Required task —
Copy out, word for word, the records below from the line containing "Box the riverbed." through the line containing "(2, 246), (603, 480)", including both of those lines and nothing else. Leave the pictures out of your answer.

Information supplied —

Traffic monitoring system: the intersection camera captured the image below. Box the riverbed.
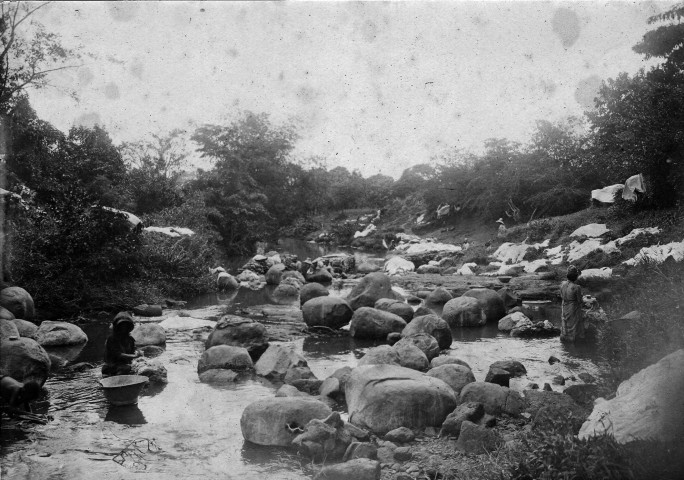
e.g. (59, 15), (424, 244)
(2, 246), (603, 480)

* * *

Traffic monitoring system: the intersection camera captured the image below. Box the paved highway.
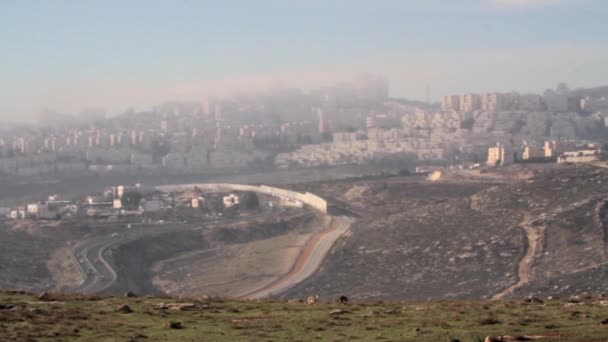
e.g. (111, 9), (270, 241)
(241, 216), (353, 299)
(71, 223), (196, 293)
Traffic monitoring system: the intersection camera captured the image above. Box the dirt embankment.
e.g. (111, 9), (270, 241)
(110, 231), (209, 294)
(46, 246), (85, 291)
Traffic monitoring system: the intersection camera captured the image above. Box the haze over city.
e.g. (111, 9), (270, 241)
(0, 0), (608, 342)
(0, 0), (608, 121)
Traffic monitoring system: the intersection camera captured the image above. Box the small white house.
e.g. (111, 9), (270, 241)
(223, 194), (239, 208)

...

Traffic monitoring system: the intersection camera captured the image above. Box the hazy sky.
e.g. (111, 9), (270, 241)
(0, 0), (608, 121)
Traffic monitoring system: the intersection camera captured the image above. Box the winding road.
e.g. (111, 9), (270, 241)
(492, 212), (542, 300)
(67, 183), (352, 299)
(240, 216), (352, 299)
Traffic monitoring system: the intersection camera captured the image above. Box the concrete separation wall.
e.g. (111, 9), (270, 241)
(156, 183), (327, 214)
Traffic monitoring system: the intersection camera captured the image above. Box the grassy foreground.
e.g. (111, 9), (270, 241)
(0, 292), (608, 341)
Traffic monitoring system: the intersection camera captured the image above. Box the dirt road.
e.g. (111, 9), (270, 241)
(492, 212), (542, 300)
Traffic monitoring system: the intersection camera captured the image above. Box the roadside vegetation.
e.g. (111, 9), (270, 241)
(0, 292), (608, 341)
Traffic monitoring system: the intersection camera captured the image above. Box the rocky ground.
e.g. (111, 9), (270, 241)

Task solution —
Traffic monitoring system: the intersection camera captured the image below. Box the riverbed.
e.g. (59, 15), (424, 244)
(2, 246), (603, 480)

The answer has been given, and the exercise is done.